- REQUIREMENTS: In the essay on motherhood below, list every state or activity the writer names as part of the six-year "flurry of baby obsession."

— Begin TEXT SEGMENT —

My husband and I had come to the decision together: He would have a vasectomy. But when he finally made the appointment, I was the one who panicked — not him. I knew the decision it was the right one, but now that it was actually happening, I was frozen. I realized: I wasn’t exactly sure how to move forward in life without being carried along by the strong current of…having more babies.

I didn’t know how to be me outside of motherhood.

I had spent the last six years in a flurry of baby obsession — pregnant, deciding whether or not to have more kids, trekking through the wilderness of the newborn phase, or even suffering through miscarriages. These were times when there wasn’t much self-reflection or focus on my wants and dreams beyond motherhood. The early years of parenting are all-consuming. Even now with my three children hitting the elementary years, I am constantly in their grip because they need me for everything. They need my constant touch, my constant attention, my constant care and devotion.

I do not mind caring for them in such an intense way (at least not most of the time). There are days when motherhood buries me, when it weighs me down physically and mentally and emotionally. I try my best to remind myself how precious and fleeting this time is, and I am aware of how deeply I will long for this closeness when it is no longer demanded or even offered.

The knowledge that this phase of parental loneliness would be coming for me in the near future scared me. I didn’t want all of my babies to be grown, and as long as I kept having more, I would never have to face that reality. It was a ludicrous thought, but allowing myself the possibility of having more babies was comforting in a strange, if slightly unhealthy, way.

However, when I saw my husband come out of his vasectomy appointment, I was shocked to find my panic turning to an overwhelming sense of relief. I looked in the back of our car where our three children were seated, and found an even deeper comfort in knowing that this was it. These were my people, and now I knew in no uncertain terms how my love and attention needed to be divided. I realized that for the first time, I was able to allow myself into that equation. With no hypothetical babies in my future, I was allowed to turn my focus inward for the first time and allow some space for myself.

Knowing with certainty that I was done having babies allowed me to shift my energy and attention away from the many “what ifs” of having babies and onto having my own life. I could see in the distance a future where my kids would no longer be the center of my life. Now that it was a reality, I was surprised by the freedom I felt.

I am still sad that all my babies will grow up and there will be no new sibling to take their place in my arms. Every last “first” is hard to stomach as I move further away from the baby stage. But each step forward means I am also allowed a clearer view of who I am and of who I want to be outside motherhood.

I get to be me and discover myself — to plan a future that doesn’t hinge on dirty diapers and the conundrum of child care. Being able to cultivate my sense of self is a gift I didn’t expect, and it’s the thing I love most about not having any more babies.

— End TEXT SEGMENT —
— Begin PROVIDED RECORDS —

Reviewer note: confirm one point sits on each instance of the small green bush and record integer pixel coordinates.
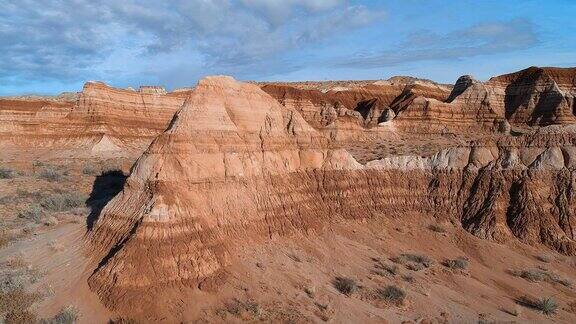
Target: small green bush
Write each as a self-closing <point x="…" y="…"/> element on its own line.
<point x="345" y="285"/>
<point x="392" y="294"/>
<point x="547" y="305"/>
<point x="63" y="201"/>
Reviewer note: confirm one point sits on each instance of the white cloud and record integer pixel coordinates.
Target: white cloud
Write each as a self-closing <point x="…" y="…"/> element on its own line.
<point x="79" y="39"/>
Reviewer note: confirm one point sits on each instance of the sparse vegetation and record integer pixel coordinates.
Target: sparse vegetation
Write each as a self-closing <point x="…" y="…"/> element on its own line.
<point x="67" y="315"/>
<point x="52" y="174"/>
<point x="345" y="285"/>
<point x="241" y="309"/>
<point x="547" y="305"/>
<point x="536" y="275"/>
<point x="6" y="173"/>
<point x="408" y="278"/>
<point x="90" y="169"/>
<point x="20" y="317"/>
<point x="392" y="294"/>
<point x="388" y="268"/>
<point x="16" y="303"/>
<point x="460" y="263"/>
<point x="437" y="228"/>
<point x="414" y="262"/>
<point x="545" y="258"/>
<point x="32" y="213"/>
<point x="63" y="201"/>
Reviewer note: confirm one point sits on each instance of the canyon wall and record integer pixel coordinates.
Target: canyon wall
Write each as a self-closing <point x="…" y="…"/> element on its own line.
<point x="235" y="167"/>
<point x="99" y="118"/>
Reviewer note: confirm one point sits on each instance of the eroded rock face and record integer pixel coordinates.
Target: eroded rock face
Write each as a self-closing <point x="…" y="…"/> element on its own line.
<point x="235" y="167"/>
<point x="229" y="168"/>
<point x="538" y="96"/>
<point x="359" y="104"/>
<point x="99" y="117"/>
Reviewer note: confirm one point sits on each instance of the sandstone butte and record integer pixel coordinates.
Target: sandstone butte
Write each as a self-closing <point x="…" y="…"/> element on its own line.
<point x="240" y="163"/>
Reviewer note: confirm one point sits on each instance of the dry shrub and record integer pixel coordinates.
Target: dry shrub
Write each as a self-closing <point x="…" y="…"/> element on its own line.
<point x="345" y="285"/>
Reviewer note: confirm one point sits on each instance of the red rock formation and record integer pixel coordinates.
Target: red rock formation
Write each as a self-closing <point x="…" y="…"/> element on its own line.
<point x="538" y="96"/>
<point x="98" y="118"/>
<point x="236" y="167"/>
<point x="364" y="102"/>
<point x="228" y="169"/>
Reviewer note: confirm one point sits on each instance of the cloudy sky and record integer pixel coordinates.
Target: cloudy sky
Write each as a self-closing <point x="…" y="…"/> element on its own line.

— End PROVIDED RECORDS —
— Begin PROVIDED RECORDS —

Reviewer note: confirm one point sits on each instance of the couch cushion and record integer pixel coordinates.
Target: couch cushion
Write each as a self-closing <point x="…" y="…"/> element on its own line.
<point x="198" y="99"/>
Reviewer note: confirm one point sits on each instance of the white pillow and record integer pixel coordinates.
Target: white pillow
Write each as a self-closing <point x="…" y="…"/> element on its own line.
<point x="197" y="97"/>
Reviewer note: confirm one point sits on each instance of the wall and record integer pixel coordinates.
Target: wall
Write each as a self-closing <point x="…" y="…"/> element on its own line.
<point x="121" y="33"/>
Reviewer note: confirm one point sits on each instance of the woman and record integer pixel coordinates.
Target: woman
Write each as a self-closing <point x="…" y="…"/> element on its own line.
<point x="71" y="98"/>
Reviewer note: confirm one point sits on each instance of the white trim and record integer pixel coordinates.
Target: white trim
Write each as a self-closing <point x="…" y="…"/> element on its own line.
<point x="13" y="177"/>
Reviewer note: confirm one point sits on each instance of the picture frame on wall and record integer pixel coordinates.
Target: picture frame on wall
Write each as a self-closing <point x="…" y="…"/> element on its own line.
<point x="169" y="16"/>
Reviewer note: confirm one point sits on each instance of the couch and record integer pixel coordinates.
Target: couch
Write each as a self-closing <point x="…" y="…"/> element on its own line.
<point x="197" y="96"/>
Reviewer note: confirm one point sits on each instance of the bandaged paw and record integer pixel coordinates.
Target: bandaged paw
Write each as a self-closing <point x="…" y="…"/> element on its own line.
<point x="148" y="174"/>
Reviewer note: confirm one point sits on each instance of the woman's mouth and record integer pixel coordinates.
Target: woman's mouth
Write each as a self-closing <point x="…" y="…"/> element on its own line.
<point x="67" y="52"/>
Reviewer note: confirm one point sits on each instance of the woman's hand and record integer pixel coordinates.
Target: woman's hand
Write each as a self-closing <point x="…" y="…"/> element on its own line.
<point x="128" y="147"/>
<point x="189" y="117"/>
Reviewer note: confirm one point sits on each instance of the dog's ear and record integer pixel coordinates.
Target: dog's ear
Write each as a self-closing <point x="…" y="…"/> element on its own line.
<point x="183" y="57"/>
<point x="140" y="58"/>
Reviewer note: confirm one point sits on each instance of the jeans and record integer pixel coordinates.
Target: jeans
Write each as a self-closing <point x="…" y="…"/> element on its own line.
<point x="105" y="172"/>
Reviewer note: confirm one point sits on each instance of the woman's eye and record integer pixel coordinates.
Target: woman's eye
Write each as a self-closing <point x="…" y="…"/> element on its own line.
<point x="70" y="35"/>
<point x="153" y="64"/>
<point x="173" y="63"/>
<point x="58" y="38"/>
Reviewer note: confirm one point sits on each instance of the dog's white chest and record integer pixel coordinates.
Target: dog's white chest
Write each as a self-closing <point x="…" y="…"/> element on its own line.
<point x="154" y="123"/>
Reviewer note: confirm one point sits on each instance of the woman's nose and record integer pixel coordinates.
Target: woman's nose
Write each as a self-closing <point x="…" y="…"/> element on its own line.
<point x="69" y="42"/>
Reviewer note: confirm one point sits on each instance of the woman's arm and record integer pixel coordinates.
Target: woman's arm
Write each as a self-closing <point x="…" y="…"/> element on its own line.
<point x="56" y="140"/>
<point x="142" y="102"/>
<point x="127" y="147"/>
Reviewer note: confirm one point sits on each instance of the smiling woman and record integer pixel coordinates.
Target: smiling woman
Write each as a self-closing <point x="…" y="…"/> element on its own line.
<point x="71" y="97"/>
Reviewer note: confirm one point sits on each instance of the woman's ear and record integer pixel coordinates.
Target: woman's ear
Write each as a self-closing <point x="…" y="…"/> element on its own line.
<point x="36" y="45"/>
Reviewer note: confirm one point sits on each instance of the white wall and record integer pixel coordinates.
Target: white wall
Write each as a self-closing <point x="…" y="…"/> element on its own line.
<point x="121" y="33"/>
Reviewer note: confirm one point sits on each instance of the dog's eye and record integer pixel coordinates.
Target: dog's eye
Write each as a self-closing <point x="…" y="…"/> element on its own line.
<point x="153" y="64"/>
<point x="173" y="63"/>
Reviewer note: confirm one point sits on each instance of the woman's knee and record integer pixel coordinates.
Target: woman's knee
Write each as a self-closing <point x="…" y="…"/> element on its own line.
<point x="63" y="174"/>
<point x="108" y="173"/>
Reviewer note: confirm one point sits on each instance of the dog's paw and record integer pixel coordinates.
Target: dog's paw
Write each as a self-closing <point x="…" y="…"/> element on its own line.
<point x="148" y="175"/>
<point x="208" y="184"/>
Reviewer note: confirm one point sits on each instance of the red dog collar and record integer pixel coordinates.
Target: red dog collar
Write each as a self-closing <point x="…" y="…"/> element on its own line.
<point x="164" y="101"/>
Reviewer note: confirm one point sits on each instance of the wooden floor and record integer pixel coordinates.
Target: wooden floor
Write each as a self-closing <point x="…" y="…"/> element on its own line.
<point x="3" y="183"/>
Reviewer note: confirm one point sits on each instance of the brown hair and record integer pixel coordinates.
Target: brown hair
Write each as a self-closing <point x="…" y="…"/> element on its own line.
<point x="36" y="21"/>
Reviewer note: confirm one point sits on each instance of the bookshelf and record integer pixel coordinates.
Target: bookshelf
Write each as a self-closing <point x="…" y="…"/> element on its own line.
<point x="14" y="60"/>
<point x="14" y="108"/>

— End PROVIDED RECORDS —

- EXERCISE RESPONSE:
- Being pregnant
- Deciding whether or not to have more kids
- Trekking through the wilderness of the newborn phase
- Suffering through miscarriages